Exercise material:
==============================

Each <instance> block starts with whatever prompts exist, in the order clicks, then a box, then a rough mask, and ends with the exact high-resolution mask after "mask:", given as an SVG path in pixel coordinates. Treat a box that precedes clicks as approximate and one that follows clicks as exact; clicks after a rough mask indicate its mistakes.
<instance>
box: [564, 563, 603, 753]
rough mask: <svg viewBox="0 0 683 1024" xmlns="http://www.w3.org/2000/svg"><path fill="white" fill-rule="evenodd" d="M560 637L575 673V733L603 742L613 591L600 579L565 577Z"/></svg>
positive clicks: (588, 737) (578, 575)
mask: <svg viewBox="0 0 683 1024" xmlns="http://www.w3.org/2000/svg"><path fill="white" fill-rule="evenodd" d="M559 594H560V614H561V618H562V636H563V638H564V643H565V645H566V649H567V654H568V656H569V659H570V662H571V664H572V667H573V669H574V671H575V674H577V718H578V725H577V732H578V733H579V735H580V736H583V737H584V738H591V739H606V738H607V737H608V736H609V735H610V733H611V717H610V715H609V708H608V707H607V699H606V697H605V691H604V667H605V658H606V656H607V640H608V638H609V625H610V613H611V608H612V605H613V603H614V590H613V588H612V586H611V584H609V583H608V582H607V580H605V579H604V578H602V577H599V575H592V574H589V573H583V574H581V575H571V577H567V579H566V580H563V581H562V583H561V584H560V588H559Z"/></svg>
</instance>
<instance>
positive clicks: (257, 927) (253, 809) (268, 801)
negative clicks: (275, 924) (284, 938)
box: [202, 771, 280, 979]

==============================

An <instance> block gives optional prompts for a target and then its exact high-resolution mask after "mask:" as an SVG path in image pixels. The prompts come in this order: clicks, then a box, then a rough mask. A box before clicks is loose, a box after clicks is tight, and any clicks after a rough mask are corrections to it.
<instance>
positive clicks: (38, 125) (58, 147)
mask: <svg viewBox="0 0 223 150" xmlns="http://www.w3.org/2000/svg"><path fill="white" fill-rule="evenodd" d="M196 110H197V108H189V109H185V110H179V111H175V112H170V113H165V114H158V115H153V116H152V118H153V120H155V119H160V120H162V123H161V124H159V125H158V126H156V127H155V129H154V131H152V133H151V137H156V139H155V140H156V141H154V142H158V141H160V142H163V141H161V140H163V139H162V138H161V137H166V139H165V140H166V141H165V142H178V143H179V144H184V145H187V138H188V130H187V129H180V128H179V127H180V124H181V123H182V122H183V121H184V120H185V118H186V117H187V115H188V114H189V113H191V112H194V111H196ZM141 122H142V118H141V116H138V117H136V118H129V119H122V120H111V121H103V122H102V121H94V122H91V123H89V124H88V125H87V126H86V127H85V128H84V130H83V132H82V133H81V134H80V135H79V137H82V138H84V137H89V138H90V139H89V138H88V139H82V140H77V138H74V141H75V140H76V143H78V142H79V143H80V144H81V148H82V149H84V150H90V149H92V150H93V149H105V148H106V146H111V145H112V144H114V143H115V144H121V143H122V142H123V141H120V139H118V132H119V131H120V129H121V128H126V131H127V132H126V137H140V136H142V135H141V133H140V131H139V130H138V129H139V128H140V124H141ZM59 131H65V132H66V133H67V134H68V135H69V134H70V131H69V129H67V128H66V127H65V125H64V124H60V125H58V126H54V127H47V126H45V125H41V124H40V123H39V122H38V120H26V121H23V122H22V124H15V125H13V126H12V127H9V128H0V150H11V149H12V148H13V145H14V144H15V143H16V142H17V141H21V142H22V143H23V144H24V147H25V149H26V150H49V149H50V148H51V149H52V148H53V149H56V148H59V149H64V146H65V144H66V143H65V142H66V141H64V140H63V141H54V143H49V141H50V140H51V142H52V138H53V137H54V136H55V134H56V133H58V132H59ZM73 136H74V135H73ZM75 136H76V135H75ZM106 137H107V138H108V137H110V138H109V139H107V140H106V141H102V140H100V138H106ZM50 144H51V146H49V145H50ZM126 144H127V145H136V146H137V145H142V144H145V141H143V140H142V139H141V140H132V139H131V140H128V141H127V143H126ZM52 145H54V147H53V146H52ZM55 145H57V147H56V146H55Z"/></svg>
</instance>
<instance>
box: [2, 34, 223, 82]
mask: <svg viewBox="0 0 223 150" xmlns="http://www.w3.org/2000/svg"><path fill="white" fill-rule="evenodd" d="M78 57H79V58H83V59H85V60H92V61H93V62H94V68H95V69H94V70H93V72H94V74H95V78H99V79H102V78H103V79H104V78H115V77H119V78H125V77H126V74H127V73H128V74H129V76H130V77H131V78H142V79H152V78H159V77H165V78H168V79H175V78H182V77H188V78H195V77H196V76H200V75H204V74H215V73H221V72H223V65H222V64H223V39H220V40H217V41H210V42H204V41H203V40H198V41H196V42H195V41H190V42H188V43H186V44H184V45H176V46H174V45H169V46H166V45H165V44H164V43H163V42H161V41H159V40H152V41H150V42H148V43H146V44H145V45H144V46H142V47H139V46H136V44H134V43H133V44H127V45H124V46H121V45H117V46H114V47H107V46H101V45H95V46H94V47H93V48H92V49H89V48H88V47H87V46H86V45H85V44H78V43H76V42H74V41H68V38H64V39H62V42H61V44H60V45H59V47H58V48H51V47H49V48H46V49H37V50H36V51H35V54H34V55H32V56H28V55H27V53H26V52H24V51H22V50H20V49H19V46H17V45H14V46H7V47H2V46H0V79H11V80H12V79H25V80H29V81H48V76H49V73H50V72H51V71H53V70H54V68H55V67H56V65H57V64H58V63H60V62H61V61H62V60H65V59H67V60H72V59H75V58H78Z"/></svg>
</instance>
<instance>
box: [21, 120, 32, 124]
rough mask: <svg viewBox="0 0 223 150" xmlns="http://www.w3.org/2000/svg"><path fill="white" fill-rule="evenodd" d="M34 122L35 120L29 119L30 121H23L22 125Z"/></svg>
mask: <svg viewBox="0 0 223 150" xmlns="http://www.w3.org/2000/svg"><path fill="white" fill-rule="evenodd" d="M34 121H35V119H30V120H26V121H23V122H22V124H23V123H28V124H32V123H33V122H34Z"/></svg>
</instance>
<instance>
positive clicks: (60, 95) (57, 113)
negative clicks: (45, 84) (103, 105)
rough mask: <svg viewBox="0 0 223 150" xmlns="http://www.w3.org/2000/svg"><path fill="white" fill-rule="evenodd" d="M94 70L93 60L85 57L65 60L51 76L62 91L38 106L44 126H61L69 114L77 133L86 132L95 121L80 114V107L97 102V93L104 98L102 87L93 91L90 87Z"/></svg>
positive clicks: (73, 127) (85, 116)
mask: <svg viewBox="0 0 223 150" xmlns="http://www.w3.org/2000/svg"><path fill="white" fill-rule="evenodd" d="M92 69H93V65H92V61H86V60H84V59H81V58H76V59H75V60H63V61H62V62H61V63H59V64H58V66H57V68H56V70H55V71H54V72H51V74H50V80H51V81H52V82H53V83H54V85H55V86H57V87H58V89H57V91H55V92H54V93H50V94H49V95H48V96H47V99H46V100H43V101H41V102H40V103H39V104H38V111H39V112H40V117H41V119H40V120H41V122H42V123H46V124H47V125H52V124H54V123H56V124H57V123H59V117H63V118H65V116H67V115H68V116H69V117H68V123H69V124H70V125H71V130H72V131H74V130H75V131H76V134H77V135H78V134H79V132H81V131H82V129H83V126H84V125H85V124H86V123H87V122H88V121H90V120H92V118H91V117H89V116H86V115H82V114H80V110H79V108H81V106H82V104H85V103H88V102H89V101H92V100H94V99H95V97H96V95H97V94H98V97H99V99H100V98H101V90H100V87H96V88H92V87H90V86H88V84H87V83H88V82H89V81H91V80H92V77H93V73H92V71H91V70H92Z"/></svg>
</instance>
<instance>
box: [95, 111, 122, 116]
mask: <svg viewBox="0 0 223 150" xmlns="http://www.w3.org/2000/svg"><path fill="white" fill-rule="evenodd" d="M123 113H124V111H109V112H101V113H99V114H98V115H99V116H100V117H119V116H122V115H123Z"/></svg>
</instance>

==============================

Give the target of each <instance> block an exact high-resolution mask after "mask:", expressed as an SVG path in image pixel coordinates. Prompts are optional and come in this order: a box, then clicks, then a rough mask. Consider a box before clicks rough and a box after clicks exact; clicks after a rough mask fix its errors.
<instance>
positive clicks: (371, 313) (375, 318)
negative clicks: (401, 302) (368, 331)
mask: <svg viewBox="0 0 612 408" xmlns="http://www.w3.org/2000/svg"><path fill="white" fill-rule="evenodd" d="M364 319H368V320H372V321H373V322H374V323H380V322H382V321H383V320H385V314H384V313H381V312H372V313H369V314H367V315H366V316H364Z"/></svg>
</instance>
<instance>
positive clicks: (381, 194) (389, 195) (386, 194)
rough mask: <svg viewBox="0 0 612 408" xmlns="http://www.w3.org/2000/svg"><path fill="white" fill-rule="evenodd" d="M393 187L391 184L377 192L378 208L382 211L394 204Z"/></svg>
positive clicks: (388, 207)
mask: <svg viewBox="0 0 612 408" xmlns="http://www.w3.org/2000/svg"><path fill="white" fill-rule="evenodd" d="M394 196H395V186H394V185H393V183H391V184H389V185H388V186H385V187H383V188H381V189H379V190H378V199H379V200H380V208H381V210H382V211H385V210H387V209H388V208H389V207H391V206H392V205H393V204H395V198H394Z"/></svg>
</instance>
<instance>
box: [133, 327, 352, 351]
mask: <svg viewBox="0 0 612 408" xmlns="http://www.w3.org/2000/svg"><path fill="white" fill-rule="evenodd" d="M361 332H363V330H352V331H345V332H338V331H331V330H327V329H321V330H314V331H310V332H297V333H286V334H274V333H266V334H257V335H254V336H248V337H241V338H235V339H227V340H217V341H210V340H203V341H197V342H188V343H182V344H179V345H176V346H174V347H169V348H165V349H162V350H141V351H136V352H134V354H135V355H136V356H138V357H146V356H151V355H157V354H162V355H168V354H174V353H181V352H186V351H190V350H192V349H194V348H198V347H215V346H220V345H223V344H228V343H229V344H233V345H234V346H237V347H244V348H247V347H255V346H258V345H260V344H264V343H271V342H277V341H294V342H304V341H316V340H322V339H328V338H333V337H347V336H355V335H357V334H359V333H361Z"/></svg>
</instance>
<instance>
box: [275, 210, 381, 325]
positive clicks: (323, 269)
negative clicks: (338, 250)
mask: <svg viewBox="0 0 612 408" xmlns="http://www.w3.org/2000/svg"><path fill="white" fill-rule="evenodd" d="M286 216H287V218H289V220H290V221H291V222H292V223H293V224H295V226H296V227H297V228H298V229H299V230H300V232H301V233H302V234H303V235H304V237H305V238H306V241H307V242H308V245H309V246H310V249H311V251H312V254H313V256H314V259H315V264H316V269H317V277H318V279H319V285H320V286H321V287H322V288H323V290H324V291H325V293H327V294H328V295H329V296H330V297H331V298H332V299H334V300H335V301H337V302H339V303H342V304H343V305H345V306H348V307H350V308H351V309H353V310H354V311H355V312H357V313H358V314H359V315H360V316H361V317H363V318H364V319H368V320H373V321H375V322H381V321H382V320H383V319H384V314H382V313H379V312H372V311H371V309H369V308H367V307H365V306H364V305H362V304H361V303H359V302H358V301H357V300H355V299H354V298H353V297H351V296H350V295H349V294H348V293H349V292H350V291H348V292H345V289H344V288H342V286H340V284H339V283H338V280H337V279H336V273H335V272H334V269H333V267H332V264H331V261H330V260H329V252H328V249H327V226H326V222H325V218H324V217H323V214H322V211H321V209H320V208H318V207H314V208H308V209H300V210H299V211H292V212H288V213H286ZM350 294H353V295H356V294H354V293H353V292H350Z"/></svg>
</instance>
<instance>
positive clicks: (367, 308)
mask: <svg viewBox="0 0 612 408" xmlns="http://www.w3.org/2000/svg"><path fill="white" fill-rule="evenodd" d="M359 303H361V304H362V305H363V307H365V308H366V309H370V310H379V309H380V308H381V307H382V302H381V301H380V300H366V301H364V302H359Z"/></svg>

==============================

What to produce:
Look above for the line holding "Each <instance> block starts" and the line holding "box: [564, 563, 603, 753]", then output exactly those two lines and every line between them, nothing more.

Exercise answer:
Each <instance> block starts with whatever prompts exist, in the order clicks, then a box, then a rough mask, and ends with the exact high-resolution mask after "mask:", given as an SVG path in pixel coordinates. Treat a box that precedes clicks as approximate and one that follows clicks as exact; clicks after a rough mask indicate its mistakes.
<instance>
box: [564, 563, 603, 753]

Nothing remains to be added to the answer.